Records provided:
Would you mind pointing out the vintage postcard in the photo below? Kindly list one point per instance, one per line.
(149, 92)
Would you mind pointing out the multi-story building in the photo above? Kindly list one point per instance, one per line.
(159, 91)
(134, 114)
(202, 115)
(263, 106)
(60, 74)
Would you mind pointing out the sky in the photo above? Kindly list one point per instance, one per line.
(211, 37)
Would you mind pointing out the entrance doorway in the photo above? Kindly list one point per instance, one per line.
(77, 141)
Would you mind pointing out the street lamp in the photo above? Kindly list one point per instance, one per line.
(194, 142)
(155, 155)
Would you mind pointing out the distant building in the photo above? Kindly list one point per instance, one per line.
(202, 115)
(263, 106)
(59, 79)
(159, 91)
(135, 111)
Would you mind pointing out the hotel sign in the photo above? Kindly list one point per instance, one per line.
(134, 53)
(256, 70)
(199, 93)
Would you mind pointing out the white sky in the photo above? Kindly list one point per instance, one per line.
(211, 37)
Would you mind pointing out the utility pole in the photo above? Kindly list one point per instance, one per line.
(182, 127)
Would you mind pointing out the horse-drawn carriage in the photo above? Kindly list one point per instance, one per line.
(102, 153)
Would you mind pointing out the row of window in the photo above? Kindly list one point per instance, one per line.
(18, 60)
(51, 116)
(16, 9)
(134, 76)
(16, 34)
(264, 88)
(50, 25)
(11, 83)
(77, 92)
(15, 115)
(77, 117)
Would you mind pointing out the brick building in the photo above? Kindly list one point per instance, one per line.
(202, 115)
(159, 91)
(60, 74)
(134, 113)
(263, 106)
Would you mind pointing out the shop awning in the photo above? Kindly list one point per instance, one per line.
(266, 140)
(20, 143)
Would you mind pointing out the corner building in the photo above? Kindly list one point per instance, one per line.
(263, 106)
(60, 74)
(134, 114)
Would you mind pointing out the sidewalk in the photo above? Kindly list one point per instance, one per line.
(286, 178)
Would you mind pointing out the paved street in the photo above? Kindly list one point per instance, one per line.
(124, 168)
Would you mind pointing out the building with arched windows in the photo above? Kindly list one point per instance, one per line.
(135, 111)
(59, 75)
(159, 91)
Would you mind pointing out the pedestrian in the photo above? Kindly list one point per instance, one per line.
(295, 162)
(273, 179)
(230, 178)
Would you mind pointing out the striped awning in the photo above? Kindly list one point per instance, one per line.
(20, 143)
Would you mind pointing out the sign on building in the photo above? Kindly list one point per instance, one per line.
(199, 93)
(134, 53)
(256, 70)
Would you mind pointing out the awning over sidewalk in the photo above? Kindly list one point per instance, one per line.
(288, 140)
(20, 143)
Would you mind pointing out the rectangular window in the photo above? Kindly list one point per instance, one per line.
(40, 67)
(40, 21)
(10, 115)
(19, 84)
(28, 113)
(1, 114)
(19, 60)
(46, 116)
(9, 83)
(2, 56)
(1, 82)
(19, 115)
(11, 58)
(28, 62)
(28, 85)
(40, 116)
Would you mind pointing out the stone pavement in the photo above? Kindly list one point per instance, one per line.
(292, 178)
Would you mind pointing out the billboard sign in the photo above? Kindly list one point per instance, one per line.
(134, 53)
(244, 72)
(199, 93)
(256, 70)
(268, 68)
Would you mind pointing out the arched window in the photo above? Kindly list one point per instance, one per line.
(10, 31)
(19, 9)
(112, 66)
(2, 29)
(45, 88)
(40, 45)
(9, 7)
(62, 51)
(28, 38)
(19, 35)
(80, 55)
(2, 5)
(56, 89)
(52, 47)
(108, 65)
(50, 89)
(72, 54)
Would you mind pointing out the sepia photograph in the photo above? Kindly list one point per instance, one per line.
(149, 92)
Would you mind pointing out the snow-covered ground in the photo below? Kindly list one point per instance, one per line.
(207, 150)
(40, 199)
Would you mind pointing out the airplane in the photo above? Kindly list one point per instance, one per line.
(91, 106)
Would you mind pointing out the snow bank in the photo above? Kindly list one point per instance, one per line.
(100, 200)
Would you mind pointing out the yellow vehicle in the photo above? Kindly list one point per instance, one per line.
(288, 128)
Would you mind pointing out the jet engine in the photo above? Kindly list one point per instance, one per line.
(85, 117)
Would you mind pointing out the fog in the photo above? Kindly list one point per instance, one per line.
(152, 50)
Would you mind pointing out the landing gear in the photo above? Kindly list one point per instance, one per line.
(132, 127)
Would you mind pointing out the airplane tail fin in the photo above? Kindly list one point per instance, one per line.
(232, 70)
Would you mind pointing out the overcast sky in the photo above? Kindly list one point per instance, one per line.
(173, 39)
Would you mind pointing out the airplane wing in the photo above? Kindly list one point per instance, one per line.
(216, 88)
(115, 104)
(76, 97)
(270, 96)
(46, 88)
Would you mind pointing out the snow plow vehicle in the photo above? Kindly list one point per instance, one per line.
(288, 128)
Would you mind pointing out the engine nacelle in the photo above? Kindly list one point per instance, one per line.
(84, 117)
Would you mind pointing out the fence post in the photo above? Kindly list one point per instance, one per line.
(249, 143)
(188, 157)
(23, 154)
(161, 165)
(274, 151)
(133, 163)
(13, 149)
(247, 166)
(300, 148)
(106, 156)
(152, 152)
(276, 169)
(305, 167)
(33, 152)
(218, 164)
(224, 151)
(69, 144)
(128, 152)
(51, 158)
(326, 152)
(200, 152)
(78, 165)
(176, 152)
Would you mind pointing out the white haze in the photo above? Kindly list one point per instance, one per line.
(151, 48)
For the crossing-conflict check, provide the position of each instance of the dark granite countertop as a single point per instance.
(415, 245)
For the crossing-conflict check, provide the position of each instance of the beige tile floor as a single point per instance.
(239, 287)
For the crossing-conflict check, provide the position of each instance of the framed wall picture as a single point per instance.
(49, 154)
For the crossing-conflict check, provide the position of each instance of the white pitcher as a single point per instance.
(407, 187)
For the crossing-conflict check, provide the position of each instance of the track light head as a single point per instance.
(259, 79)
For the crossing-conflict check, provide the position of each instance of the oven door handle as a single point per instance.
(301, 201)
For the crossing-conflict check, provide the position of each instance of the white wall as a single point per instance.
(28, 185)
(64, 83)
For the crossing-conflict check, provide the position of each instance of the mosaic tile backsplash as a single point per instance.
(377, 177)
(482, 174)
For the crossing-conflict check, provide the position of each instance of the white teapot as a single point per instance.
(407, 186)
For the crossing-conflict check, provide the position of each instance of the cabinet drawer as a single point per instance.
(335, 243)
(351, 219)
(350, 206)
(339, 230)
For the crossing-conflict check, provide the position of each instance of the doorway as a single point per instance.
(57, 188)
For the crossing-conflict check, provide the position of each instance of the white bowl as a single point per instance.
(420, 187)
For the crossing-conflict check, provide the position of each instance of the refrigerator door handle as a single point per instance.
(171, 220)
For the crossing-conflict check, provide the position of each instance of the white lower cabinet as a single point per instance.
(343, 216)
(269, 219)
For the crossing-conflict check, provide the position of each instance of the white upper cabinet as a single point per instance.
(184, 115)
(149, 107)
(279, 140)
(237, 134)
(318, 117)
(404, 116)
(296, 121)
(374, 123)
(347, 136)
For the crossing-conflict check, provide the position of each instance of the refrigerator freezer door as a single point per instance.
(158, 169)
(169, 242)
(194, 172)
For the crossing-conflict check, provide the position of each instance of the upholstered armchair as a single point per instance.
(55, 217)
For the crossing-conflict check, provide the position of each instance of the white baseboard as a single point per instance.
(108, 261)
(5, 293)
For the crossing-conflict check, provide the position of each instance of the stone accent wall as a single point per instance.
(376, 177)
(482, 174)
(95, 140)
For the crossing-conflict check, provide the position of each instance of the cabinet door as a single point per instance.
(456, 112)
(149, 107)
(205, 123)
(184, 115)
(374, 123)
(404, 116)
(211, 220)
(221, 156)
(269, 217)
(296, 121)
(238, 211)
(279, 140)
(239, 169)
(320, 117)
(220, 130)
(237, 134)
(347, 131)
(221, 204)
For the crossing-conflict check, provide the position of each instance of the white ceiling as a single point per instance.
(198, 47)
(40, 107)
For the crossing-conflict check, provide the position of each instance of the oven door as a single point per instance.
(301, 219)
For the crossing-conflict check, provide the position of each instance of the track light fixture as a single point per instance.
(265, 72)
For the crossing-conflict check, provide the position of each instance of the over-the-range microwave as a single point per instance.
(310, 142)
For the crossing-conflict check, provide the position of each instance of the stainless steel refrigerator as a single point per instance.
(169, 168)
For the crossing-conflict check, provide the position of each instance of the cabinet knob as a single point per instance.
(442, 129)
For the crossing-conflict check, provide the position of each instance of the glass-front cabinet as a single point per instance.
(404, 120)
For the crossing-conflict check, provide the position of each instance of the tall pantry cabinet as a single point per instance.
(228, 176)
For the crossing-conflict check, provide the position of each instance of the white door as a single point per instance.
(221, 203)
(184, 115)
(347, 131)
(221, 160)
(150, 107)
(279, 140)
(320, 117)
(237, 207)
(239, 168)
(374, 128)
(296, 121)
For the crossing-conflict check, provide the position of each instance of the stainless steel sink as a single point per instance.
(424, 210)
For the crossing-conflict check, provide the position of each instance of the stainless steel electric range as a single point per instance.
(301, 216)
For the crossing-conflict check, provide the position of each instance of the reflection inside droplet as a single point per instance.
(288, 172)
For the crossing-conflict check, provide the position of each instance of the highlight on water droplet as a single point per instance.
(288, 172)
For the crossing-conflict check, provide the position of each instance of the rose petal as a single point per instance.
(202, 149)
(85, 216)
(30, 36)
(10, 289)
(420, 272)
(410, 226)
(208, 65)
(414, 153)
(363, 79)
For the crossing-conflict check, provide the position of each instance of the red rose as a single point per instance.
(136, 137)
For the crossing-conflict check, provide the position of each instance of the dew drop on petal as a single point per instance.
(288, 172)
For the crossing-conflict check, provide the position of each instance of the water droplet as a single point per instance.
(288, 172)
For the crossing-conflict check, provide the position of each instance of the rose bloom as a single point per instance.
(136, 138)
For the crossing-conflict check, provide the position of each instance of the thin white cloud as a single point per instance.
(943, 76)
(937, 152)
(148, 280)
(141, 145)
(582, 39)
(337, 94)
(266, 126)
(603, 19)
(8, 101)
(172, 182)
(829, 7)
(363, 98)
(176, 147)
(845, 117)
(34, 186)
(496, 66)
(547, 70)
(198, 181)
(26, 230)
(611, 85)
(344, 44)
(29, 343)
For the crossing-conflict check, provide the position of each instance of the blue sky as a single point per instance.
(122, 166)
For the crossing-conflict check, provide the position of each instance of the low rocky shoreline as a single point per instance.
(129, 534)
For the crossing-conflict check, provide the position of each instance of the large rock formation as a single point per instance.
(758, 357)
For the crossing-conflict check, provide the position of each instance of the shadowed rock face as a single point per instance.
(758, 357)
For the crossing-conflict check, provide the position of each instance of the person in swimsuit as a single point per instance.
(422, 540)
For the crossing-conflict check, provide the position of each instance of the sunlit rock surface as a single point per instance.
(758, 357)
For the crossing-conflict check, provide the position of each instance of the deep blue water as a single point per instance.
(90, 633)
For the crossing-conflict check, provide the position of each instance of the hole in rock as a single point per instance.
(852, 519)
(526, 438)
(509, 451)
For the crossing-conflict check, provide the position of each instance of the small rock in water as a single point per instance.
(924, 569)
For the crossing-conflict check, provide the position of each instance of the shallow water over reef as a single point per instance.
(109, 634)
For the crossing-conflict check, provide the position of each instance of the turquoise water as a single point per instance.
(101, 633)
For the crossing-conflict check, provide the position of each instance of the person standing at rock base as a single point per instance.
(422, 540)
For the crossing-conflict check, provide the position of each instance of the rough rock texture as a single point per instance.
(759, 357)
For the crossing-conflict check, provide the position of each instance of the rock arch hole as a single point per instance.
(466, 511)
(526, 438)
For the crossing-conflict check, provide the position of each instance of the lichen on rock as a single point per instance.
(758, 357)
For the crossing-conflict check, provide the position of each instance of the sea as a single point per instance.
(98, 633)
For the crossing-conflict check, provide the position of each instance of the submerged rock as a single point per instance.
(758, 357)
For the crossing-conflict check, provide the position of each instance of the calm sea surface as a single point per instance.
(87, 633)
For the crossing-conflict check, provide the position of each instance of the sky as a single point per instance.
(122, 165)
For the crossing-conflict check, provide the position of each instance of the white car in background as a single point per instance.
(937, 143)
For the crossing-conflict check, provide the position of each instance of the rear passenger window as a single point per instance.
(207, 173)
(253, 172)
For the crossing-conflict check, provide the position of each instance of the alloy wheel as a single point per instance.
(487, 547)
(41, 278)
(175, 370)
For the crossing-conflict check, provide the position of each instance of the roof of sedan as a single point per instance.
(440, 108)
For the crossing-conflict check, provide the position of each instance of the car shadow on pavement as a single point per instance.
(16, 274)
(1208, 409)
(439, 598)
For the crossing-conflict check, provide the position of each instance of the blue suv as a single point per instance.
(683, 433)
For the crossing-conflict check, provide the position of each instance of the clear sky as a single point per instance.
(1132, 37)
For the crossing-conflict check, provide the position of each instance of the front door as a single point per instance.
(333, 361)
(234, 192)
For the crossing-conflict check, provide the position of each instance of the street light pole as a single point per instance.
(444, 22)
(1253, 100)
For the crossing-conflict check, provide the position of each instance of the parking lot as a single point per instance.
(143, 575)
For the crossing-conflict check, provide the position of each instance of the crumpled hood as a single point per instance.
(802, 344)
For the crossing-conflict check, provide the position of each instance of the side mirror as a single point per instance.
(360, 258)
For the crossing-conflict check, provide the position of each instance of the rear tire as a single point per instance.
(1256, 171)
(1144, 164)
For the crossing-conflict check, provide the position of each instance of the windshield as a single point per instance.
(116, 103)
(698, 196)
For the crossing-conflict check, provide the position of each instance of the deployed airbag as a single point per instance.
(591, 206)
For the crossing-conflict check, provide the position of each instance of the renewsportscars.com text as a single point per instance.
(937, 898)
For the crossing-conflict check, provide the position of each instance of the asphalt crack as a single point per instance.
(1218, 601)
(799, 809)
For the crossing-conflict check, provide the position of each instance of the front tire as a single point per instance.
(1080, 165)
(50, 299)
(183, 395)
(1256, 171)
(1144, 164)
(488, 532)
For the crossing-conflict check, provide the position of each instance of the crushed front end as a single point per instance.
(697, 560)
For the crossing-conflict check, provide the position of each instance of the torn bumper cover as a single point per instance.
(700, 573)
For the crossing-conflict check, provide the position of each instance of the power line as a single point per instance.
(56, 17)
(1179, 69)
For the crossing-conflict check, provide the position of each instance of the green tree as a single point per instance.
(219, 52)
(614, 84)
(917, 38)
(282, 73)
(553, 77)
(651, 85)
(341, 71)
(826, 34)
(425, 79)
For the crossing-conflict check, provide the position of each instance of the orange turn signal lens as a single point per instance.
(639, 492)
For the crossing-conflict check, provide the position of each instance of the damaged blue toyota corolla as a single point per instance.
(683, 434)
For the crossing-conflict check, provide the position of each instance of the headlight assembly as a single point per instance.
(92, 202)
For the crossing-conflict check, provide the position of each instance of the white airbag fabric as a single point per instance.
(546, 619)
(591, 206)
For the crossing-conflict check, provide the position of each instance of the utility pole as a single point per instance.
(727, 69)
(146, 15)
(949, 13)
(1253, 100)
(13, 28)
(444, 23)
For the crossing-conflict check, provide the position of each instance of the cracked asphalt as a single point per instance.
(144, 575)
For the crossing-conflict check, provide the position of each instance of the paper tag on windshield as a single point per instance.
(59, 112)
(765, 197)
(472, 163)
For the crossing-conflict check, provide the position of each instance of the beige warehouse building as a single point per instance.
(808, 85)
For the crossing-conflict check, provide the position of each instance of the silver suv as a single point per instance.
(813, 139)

What is expected:
In the entries above, take the line containing "asphalt as a single point per instance." and each later line through the last, and repeat them exactly. Output nothing else.

The output:
For the crossing-conflict check, provide the position of each instance of the cracked asphalt as a single point per instance.
(144, 575)
For the crossing-conflict check, provide the position of each instance of the paper tag on windshield as a single point per instance.
(59, 112)
(765, 197)
(472, 163)
For the crossing-conflict check, provide the position of each instance of the beige warehouse building as a single point per instance.
(808, 85)
For the crossing-conflict check, provide the position of each instance of the silver suv as a single point per instance.
(813, 139)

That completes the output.